▶ [PAGE EXTRACT]:
Landlord’s Noncompliance as: (i) a Defense to an Action for Possession; or (ii) as the Basis for a Tenant Assertion
Currently, Va. Code §§ 55-248.25 and 248.27; as of October 1, 2019, Va. Code §§ 55.1-1241 and 1244
For the first time, the Code now allows for the entry of reasonable costs and attorneys’ fees against a landlord should a tenant: (i) be successful in his/her defense of an action for possession based on landlord’s noncompliance; or (ii) the court deems that a tenant is entitled to relief under the tenant assertion process. To be successful in either of these instances, the tenant must prove that there exists upon the leased premises, a condition which constitutes or will constitute, a fire hazard or a serious threat to the life, health, or safety of the occupants thereof.
Tenant’s Right of Redemption
Currently, Va. Code § 55-248.34.1(D); as of October 1, 2019, Va. Code § 55.1-1250(D)
Previously, a tenant could redeem his or her tenancy by paying all amounts due prior to the initial return hearing. Redemption prior to the initial return date included payment of all rent, contractual charges and fees, late fees, reasonable attorney’s fees, and court costs. The Code now extends the tenant’s right of redemption up to two business days before the scheduled date of eviction. Redemption prior to a scheduled eviction includes payment of the same amounts to redeem prior to the initial return hearing, plus any damages, civil recovery, and sheriff fees. Payments made prior to a scheduled eviction are required to be made by cashier’s check, certified check, or money order.

▶ [GIVEN EXERCISE]:
Retype the Virginia landlord-tenant passage word for word, everything from "Landlord’s Noncompliance as: (i)" down to "the occupants thereof.".

▶ [RECORDED INFORMATION]:

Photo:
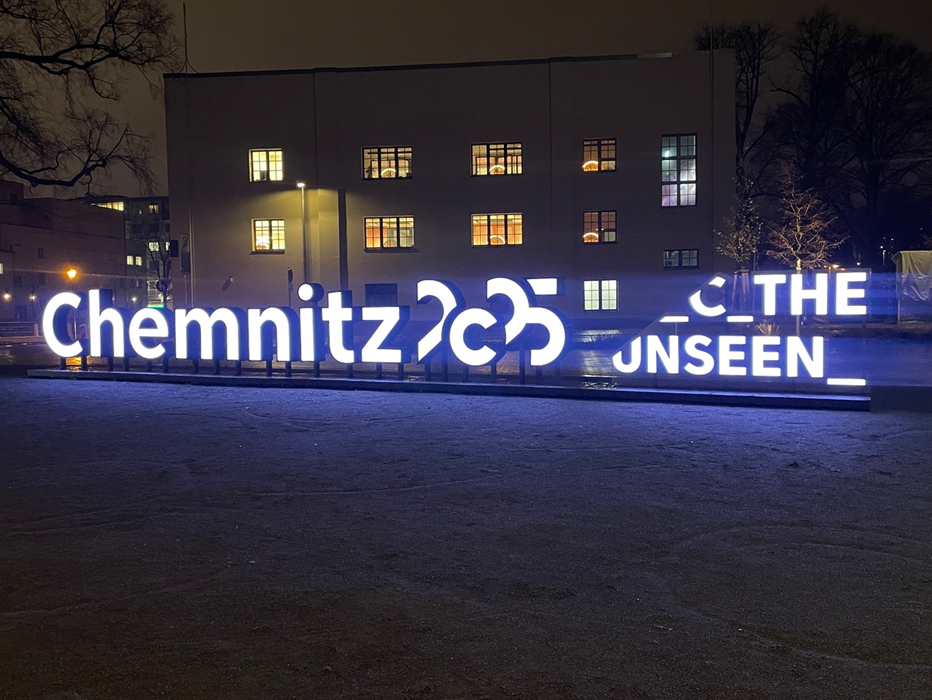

▶ [SOLUTION TO THE EXERCISE]:
Landlord’s Noncompliance as: (i) a Defense to an Action for Possession; or (ii) as the Basis for a Tenant Assertion
Currently, Va. Code §§ 55-248.25 and 248.27; as of October 1, 2019, Va. Code §§ 55.1-1241 and 1244
For the first time, the Code now allows for the entry of reasonable costs and attorneys’ fees against a landlord should a tenant: (i) be successful in his/her defense of an action for possession based on landlord’s noncompliance; or (ii) the court deems that a tenant is entitled to relief under the tenant assertion process. To be successful in either of these instances, the tenant must prove that there exists upon the leased premises, a condition which constitutes or will constitute, a fire hazard or a serious threat to the life, health, or safety of the occupants thereof.